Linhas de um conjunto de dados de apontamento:
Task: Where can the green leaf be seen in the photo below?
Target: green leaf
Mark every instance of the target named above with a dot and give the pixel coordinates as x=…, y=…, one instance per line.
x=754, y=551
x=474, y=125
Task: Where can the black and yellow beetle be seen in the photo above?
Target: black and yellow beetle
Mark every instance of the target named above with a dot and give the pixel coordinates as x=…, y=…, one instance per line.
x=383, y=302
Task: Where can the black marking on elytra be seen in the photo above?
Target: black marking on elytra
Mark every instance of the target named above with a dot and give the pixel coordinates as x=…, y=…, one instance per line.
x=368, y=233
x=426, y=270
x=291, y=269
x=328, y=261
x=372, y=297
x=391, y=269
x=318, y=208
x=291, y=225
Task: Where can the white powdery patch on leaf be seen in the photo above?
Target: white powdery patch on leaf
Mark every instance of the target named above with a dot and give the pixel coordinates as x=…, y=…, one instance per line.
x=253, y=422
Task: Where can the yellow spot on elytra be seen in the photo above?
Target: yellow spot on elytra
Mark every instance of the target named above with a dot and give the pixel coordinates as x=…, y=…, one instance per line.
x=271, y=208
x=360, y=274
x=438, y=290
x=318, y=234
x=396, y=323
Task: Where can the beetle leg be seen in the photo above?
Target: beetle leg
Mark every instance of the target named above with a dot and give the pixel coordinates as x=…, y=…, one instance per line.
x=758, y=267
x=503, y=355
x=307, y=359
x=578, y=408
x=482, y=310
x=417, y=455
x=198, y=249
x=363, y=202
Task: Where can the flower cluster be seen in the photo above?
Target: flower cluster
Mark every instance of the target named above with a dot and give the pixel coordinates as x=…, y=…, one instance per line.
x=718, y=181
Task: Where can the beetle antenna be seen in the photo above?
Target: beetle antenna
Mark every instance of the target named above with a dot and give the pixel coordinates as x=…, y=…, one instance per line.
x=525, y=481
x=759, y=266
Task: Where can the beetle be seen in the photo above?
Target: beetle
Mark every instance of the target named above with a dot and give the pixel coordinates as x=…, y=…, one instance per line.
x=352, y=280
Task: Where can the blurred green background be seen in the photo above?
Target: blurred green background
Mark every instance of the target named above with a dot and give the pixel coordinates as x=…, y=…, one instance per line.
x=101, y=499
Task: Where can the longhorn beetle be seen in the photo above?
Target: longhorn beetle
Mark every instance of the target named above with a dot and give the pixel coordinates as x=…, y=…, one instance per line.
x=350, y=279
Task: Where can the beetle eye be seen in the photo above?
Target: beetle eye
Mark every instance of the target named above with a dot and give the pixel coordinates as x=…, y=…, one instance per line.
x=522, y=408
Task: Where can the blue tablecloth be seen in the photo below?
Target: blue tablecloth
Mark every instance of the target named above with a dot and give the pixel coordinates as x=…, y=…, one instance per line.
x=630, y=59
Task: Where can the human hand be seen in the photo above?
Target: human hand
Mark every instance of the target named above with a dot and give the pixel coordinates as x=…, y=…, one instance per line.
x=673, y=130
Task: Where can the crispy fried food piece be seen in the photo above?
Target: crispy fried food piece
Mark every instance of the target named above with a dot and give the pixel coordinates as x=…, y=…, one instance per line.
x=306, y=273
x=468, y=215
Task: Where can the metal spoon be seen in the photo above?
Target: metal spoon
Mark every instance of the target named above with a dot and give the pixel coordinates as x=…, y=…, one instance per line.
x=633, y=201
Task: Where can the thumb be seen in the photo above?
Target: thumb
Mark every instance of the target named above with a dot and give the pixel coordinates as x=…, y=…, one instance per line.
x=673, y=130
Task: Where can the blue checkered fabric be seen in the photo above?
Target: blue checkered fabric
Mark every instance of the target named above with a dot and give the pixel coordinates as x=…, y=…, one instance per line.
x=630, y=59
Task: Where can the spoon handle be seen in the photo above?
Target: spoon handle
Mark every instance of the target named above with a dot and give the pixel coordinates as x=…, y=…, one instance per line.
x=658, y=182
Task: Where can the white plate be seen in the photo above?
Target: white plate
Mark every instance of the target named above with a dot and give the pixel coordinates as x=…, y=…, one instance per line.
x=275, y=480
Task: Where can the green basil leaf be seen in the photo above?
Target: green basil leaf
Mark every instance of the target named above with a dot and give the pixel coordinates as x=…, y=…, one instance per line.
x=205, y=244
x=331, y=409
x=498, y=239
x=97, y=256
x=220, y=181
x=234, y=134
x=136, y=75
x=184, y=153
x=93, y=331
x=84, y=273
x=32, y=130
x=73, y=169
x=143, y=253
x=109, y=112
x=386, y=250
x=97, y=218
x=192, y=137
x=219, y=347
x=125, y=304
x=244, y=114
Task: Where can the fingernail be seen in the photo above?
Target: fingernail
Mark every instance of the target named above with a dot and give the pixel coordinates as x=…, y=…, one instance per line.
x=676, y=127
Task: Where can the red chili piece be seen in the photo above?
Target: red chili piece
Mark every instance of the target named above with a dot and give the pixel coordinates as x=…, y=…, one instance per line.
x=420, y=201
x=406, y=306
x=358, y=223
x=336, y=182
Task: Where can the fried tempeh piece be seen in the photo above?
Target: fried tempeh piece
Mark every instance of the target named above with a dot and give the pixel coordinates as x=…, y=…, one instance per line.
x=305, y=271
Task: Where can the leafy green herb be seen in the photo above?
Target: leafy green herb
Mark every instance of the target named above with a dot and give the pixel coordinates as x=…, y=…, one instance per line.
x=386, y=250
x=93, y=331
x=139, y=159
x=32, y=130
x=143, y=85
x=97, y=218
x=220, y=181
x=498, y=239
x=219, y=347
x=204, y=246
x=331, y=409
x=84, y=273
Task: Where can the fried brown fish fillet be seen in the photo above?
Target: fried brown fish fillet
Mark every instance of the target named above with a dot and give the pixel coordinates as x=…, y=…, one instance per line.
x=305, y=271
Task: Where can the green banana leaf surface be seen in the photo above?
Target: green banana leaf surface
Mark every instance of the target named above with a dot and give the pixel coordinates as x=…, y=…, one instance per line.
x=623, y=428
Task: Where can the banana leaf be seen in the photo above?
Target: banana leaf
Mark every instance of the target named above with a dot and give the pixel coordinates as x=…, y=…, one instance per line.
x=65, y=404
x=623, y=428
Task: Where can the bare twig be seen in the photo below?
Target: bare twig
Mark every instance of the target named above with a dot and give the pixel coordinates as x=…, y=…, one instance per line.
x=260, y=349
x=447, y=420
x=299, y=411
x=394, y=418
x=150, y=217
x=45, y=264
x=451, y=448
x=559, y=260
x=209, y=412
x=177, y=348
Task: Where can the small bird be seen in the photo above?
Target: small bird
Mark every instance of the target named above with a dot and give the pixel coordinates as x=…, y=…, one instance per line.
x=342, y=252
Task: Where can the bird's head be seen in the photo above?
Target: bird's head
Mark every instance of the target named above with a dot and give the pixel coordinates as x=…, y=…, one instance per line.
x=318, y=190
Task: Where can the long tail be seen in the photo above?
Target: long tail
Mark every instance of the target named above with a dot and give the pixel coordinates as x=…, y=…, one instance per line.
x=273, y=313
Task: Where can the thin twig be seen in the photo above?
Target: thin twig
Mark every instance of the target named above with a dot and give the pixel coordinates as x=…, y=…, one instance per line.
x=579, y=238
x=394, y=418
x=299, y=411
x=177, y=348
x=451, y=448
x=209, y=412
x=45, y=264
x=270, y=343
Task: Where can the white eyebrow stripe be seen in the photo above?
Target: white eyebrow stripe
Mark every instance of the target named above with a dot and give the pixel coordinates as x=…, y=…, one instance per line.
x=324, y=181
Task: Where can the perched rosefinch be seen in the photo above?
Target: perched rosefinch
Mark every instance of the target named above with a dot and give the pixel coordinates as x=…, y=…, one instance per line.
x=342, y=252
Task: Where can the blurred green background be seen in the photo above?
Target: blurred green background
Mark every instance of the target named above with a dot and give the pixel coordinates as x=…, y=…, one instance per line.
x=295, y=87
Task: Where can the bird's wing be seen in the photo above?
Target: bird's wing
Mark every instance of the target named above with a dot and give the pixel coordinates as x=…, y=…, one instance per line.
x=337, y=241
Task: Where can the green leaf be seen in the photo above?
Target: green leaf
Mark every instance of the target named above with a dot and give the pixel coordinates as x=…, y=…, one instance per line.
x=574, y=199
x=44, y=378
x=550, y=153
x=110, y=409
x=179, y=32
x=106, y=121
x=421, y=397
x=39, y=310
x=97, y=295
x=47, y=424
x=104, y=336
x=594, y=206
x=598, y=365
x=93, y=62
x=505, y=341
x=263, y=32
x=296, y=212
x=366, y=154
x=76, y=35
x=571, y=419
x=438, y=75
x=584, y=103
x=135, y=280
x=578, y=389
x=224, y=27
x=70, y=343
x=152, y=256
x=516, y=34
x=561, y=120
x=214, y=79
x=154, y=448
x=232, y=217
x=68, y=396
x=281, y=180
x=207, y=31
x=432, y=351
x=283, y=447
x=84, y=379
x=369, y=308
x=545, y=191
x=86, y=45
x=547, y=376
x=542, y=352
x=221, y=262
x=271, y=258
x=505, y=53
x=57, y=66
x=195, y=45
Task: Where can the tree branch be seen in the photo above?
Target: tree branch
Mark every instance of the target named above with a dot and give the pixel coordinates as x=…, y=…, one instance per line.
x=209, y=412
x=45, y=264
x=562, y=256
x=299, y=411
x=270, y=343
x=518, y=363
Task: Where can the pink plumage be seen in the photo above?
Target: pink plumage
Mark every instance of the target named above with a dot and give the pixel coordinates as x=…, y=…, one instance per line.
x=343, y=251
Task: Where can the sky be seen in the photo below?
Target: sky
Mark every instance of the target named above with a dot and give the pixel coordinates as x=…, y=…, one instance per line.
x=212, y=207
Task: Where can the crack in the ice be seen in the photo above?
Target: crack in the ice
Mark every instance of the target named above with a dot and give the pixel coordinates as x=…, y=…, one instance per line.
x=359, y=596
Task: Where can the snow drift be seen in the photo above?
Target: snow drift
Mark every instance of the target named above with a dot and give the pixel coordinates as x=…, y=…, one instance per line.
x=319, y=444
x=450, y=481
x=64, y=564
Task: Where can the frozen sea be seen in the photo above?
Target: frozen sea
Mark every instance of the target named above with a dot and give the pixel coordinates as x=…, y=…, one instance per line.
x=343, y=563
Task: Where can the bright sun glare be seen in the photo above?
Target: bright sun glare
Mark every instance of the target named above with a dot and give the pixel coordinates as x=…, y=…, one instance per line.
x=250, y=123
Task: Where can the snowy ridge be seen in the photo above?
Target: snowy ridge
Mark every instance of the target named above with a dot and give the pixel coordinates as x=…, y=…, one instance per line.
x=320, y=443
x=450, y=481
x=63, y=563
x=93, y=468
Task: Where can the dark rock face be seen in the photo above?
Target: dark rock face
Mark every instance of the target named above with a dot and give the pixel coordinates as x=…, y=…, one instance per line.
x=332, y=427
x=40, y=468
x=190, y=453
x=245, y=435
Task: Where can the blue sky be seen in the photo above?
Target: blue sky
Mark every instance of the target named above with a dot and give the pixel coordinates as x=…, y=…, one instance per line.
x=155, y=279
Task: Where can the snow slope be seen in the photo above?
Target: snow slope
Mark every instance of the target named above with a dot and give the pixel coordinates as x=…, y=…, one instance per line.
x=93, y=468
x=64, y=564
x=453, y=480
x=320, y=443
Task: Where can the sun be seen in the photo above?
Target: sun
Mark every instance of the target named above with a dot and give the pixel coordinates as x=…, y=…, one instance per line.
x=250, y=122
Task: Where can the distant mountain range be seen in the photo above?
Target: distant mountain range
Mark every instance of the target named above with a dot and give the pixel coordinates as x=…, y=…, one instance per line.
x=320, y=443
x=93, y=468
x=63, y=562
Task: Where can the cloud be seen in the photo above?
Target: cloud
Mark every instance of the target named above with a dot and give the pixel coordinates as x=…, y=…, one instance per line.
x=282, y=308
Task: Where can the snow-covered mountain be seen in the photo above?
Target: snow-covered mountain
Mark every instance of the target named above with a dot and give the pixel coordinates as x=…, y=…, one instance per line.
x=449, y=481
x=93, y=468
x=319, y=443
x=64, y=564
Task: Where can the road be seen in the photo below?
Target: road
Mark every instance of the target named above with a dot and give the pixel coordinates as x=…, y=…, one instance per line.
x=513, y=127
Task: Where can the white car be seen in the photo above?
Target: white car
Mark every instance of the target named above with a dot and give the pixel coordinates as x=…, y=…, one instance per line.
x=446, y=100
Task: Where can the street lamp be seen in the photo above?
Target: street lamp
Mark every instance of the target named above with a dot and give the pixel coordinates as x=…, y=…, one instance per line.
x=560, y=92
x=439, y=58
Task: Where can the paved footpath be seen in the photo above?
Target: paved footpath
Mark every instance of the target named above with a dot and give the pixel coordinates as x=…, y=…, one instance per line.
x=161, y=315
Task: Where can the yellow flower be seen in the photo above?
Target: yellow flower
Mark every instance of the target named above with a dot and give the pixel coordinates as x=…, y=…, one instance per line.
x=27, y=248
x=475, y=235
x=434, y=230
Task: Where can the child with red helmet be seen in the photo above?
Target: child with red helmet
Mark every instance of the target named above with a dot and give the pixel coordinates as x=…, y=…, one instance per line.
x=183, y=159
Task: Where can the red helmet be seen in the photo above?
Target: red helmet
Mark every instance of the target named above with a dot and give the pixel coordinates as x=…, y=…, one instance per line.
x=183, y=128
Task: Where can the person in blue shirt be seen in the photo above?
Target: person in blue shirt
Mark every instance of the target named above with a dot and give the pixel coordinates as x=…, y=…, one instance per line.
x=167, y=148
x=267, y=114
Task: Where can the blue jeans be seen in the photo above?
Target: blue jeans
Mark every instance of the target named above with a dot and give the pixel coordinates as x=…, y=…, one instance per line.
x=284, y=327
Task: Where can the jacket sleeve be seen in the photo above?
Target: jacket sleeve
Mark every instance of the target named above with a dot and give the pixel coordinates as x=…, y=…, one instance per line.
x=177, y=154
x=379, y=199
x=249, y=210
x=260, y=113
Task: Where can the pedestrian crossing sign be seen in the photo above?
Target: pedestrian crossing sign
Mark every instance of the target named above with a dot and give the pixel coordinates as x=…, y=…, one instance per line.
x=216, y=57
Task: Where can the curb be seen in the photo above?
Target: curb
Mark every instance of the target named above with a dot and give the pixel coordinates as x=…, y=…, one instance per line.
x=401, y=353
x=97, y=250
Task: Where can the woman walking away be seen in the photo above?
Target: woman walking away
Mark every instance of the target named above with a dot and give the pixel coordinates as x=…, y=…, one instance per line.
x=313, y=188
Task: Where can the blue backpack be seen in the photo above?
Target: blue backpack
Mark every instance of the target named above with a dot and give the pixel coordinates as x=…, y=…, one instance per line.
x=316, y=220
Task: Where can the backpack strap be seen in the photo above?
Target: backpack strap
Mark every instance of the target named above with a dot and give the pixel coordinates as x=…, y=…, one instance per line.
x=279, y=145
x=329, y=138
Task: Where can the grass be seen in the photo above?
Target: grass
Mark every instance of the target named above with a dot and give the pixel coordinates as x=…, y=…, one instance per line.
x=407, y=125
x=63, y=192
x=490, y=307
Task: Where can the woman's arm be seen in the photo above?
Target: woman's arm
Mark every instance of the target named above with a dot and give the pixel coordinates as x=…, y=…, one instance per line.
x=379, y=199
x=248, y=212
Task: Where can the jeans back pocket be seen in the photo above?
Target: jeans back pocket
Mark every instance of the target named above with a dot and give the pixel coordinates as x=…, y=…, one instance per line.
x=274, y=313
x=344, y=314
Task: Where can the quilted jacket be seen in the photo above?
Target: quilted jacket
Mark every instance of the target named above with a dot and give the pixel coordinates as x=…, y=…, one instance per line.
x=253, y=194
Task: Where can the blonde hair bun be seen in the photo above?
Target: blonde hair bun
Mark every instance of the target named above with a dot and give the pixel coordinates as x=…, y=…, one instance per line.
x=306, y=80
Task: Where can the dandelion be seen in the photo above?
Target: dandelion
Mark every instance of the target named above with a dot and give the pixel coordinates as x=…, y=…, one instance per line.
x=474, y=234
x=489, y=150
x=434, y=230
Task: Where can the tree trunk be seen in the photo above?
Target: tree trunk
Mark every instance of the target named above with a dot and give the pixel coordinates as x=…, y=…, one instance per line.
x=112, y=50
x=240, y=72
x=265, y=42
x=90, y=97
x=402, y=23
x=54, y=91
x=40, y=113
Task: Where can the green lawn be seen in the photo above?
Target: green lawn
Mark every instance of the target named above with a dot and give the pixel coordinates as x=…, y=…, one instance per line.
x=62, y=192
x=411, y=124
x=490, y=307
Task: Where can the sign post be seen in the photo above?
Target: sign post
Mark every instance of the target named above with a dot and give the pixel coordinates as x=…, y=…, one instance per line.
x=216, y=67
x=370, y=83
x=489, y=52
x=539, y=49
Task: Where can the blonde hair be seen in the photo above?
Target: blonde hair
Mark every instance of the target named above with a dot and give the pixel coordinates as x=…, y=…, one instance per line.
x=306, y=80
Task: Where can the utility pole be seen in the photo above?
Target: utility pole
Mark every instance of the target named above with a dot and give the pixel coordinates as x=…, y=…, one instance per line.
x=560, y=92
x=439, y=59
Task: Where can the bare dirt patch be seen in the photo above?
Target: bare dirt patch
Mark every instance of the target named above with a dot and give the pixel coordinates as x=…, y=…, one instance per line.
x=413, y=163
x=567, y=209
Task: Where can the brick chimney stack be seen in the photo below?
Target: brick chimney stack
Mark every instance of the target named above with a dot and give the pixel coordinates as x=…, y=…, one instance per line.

**Instruções e requisitos:** Edite as linhas dos registros que começam na linha que contém "Task: Where can the cloud" e seguem até a linha que contém "x=282, y=308", ambas incluídas, substituindo "cloud" por "storm cloud" e mantendo todo o restante inalterado. Apresente somente essas linhas.

**Resposta completa:**
Task: Where can the storm cloud be seen in the photo above?
Target: storm cloud
Mark every instance of the target named above with a dot and give the pixel coordinates as x=…, y=…, one instance per line.
x=282, y=308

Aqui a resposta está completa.